Referring expression data:
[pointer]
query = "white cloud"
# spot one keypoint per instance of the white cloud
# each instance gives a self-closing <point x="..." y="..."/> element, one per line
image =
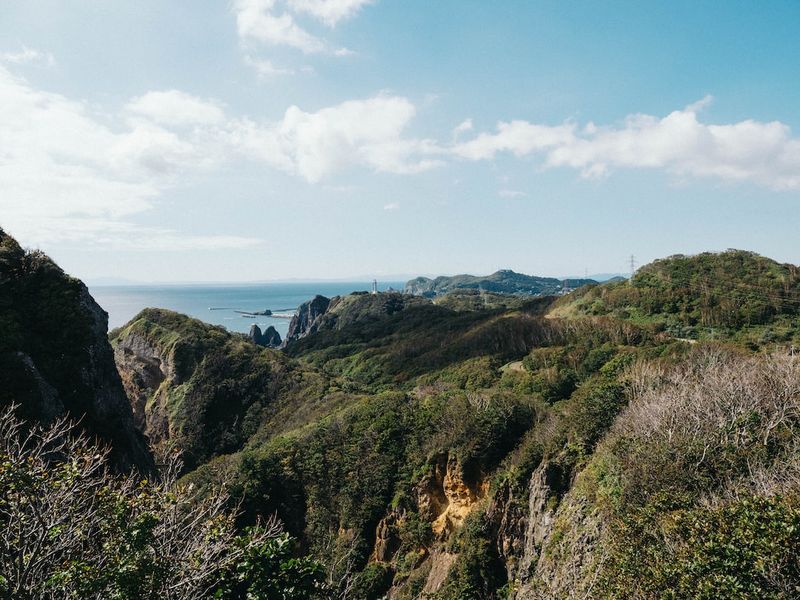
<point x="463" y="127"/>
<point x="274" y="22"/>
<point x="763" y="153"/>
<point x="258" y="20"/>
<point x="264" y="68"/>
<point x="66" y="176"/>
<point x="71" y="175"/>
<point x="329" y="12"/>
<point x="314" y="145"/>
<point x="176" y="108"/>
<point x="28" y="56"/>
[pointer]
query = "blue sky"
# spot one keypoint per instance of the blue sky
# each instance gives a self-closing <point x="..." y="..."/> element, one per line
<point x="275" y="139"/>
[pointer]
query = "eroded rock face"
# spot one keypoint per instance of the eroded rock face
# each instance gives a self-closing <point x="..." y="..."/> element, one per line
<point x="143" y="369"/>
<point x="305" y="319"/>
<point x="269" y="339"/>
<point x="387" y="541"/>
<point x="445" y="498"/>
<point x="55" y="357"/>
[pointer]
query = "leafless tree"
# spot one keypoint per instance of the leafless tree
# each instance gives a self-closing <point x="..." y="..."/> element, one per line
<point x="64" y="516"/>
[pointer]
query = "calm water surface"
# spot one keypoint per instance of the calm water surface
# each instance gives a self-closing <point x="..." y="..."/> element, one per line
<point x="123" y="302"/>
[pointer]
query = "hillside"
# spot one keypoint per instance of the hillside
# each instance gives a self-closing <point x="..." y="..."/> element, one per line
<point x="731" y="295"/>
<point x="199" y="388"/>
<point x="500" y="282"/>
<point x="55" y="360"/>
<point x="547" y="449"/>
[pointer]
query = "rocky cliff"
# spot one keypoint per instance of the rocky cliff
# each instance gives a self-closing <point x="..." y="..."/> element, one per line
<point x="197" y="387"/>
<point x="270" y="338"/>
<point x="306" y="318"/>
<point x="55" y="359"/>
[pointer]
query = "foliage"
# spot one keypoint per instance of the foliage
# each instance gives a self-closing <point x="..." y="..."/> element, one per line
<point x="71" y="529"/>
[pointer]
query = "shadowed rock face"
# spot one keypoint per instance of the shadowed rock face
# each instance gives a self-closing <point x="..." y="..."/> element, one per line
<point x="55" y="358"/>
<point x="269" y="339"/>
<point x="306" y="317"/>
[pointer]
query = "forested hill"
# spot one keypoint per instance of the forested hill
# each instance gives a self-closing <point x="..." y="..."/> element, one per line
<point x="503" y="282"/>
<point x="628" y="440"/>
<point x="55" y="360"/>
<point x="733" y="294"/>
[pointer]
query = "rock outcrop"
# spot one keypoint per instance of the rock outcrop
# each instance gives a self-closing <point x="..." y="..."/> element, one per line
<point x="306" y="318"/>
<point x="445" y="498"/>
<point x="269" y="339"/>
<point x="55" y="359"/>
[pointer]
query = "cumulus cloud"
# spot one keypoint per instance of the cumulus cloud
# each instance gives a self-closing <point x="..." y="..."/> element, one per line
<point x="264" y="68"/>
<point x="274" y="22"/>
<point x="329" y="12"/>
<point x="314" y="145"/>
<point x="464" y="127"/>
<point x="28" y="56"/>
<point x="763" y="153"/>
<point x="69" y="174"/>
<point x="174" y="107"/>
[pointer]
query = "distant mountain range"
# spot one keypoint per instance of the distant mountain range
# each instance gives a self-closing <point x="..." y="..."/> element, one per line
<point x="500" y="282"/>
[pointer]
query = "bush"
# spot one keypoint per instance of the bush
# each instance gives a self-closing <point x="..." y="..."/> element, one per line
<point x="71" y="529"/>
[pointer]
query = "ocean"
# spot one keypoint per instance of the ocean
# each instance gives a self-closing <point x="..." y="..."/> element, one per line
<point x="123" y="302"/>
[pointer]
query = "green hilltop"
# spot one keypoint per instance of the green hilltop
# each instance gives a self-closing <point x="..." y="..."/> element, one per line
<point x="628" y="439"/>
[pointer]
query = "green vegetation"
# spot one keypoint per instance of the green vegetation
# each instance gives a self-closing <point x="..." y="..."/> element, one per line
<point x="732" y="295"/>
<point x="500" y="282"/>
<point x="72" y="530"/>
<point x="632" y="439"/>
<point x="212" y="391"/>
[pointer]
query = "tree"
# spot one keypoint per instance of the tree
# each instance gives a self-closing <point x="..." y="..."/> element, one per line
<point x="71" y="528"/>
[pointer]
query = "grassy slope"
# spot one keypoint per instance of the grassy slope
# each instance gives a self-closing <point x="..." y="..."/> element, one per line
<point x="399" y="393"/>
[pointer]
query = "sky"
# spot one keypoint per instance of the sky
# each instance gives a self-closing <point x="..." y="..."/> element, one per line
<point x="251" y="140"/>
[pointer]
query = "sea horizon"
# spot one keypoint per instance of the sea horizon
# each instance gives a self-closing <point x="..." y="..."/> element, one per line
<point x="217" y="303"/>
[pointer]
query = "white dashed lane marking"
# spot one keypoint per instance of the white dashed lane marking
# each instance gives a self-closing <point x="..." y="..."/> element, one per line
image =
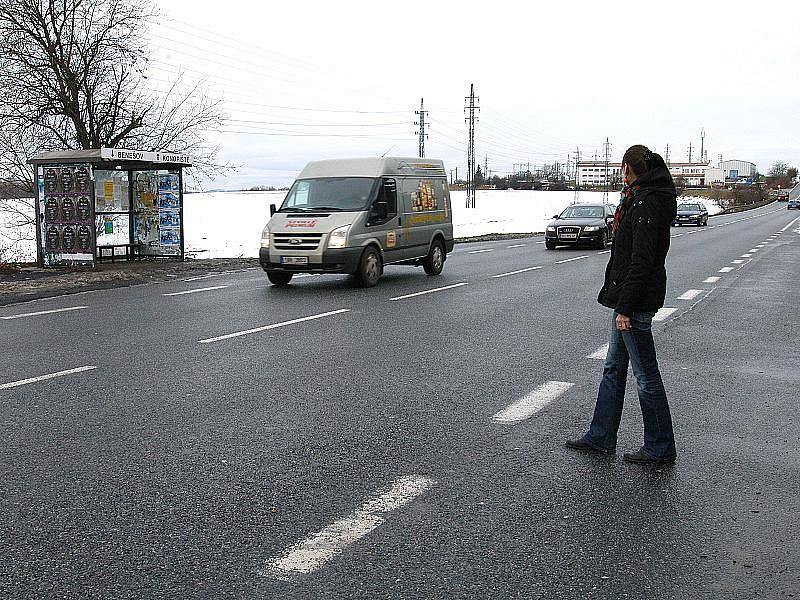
==
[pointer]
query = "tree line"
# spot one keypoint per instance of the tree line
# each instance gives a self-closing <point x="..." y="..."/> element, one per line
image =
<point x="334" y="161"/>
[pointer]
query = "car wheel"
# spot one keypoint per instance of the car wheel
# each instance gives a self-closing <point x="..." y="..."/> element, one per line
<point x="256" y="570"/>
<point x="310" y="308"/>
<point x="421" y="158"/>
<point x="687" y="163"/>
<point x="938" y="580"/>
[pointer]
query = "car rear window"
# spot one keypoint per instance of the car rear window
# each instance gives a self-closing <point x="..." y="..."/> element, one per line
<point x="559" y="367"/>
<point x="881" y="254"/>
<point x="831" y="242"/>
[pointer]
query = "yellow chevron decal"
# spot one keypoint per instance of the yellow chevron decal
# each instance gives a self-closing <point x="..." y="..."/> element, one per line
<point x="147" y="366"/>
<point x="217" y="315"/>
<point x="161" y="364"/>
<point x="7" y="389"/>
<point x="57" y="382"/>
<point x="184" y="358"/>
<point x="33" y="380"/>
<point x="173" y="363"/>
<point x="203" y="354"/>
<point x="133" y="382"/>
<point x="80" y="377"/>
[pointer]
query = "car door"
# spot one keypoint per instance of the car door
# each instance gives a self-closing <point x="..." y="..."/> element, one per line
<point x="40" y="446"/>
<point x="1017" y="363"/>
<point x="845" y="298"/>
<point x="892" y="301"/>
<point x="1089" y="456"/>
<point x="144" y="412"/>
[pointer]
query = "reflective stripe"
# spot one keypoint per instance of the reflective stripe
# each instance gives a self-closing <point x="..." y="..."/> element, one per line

- _EXERCISE DETAILS_
The answer is the lines above between the line holding "# spot one keypoint per instance of the ocean" and the line holding "# spot one keypoint per instance of the green hilltop", inclusive, each written out exactly, and no others.

- _SOLUTION TO THE PROBLEM_
# spot one keypoint per instance of the ocean
# each instance gives a self-closing <point x="..." y="..."/> element, one per line
<point x="123" y="302"/>
[pointer]
query = "green hilltop"
# spot one keypoint per instance of the green hilltop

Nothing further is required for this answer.